Goal:
Return the stretch from the line containing "Query: wooden baseball bat" through the last line as a JSON list of strings, one string per line, skipping any blank lines.

[Point labeling lines]
↓
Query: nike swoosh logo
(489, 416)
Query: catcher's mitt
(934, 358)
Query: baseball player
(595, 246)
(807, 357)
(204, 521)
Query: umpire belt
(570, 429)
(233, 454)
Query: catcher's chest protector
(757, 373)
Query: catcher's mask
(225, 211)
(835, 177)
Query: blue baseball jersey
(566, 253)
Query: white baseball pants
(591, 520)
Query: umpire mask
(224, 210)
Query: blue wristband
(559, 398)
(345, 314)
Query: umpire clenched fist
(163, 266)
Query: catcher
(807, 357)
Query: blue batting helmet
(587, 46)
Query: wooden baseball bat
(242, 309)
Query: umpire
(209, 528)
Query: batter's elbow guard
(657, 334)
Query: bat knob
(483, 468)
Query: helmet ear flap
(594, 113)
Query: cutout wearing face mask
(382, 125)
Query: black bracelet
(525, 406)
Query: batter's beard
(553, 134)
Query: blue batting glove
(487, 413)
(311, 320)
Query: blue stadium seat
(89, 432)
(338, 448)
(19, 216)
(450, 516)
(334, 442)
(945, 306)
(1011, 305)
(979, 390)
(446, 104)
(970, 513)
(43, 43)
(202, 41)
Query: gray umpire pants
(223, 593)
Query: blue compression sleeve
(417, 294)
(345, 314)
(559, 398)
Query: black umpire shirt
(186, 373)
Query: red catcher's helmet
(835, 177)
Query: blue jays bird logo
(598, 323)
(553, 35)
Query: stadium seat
↑
Result:
[
  "Query: wooden baseball bat",
  "(242, 309)",
  "Query: umpire",
  "(209, 528)",
  "Query: batter's elbow guard",
  "(657, 334)",
  "Query: bat knob",
  "(483, 468)",
  "Query: helmet ear flap",
  "(594, 113)",
  "Query: cutout wearing face mask",
  "(382, 125)",
  "Query: black bracelet",
  "(525, 406)",
  "Query: batter's beard",
  "(553, 134)",
  "Query: blue batting glove",
  "(487, 413)",
  "(311, 320)",
  "Query: blue stadium seat",
  "(89, 432)",
  "(338, 448)",
  "(19, 216)",
  "(450, 516)",
  "(334, 442)",
  "(945, 306)",
  "(1011, 305)",
  "(979, 390)",
  "(446, 104)",
  "(970, 513)",
  "(43, 43)",
  "(202, 41)",
  "Query: gray umpire pants",
  "(223, 593)",
  "Query: blue compression sleeve",
  "(417, 294)",
  "(345, 314)",
  "(559, 398)",
  "Query: black umpire shirt",
  "(186, 373)",
  "Query: red catcher's helmet",
  "(835, 177)",
  "Query: blue jays bird logo",
  "(598, 323)",
  "(553, 35)",
  "Query: stadium seat"
]